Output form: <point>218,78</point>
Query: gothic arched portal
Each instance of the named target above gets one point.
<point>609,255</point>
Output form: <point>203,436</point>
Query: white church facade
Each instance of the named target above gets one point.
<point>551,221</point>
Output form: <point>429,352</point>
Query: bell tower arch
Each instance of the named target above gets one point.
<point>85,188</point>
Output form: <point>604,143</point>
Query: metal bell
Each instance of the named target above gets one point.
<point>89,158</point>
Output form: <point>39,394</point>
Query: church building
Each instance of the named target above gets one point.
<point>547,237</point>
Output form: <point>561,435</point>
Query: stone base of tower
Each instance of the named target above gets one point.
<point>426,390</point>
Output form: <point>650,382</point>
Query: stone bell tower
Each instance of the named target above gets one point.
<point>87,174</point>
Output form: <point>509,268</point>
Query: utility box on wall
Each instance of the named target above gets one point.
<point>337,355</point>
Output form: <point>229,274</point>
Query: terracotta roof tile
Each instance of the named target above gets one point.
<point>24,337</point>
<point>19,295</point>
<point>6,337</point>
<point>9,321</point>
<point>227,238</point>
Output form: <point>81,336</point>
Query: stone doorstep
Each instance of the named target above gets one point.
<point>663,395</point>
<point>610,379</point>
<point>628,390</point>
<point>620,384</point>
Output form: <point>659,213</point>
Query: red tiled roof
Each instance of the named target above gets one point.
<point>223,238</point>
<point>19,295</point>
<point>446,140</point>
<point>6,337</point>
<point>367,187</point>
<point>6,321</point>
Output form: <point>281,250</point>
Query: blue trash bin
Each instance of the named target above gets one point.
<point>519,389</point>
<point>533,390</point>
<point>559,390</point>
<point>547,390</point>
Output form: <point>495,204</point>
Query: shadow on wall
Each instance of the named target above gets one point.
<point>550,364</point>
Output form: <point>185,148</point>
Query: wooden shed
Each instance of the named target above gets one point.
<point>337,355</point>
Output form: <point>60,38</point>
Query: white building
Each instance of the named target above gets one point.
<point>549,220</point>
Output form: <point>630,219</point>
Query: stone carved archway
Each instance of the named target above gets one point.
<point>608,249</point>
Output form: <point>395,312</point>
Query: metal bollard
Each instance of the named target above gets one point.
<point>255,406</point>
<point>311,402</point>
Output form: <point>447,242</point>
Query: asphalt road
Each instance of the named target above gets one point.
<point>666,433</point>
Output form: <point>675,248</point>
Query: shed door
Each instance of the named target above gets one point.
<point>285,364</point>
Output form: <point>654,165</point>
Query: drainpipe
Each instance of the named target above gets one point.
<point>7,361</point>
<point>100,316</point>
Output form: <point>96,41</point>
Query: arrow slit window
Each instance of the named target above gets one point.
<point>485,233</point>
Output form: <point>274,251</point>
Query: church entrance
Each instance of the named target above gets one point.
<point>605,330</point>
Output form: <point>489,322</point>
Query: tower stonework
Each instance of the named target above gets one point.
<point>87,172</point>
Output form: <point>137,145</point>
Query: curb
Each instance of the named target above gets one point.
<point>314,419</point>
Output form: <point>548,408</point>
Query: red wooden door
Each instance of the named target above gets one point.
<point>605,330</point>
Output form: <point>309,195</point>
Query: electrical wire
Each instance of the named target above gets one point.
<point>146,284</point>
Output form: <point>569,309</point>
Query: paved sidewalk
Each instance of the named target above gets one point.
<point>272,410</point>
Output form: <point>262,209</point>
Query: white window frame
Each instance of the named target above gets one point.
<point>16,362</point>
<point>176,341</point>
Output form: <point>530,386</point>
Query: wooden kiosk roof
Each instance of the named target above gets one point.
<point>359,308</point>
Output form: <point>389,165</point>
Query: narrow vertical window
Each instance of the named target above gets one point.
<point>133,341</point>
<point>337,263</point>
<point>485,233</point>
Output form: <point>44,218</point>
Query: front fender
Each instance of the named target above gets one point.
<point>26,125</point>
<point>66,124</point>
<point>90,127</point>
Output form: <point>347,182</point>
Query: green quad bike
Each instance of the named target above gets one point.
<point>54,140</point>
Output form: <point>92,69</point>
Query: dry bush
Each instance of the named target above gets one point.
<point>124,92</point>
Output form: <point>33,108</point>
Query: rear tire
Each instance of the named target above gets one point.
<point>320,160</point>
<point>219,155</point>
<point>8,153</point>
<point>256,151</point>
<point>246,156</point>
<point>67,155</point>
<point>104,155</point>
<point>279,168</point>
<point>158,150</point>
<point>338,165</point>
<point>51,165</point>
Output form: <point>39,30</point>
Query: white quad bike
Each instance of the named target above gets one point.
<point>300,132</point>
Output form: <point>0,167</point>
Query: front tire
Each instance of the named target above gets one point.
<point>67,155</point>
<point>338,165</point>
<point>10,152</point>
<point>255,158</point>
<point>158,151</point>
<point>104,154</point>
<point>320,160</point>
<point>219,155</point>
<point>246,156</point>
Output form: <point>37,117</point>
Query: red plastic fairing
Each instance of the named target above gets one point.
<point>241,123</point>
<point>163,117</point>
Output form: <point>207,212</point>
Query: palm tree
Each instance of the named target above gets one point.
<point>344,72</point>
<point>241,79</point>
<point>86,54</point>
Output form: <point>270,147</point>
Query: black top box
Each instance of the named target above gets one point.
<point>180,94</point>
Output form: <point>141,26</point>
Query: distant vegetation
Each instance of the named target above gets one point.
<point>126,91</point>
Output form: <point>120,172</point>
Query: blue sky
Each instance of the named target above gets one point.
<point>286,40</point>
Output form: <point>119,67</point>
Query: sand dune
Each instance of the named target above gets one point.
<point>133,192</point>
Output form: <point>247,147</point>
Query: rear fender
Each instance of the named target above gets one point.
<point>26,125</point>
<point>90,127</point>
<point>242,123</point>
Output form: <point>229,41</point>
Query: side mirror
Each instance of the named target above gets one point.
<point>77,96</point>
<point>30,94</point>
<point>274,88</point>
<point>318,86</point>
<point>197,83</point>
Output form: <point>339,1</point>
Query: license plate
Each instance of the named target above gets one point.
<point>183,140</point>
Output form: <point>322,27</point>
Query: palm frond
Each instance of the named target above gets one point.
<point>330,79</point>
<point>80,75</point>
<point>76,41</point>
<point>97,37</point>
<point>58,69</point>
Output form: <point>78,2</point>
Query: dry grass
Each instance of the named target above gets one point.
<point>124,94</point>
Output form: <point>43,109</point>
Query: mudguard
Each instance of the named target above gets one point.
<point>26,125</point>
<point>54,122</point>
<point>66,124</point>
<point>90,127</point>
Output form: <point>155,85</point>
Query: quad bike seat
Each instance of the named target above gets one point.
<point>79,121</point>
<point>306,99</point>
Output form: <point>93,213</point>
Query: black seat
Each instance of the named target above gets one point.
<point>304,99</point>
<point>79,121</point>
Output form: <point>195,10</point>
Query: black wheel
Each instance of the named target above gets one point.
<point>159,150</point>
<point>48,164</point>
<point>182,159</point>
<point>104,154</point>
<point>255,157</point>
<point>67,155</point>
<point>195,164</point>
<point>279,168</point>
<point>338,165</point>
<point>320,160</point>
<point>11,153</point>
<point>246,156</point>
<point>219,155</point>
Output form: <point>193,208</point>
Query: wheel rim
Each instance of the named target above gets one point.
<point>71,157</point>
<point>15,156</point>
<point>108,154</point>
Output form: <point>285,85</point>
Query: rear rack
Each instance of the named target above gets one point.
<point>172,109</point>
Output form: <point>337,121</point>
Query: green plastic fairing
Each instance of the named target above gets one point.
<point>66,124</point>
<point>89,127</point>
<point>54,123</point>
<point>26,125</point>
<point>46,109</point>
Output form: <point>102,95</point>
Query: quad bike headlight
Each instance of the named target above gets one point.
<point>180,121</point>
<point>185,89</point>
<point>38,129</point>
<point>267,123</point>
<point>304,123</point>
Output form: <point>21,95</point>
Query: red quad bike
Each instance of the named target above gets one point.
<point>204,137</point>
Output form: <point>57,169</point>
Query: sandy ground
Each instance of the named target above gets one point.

▶ **Your objective**: Reproduce the lines of the entries above exactly, but only from the line containing "Output form: <point>195,10</point>" through the final line.

▶ **Response**:
Output form: <point>195,10</point>
Query: black wheel
Each instance of the named target above gets one point.
<point>159,150</point>
<point>48,164</point>
<point>182,159</point>
<point>104,154</point>
<point>255,157</point>
<point>67,155</point>
<point>195,164</point>
<point>279,168</point>
<point>338,165</point>
<point>320,160</point>
<point>11,153</point>
<point>246,156</point>
<point>219,155</point>
Output form: <point>193,208</point>
Query: wheel rim
Each instance of the named target above gets one point.
<point>71,157</point>
<point>15,156</point>
<point>108,154</point>
Output form: <point>285,85</point>
Query: rear rack
Each instance of the named target above gets one point.
<point>172,109</point>
Output form: <point>337,121</point>
Query: green plastic fairing
Each instance of the named target above gets one point.
<point>66,124</point>
<point>89,127</point>
<point>54,123</point>
<point>26,125</point>
<point>46,109</point>
Output form: <point>102,95</point>
Query: quad bike headlight
Each instance of the named target above gets one point.
<point>180,121</point>
<point>185,89</point>
<point>38,129</point>
<point>267,123</point>
<point>304,123</point>
Output form: <point>21,95</point>
Query: red quad bike
Each instance of the named target above gets one point.
<point>204,137</point>
Output form: <point>57,169</point>
Query: sandy ground
Each instance of the named target above gets one point.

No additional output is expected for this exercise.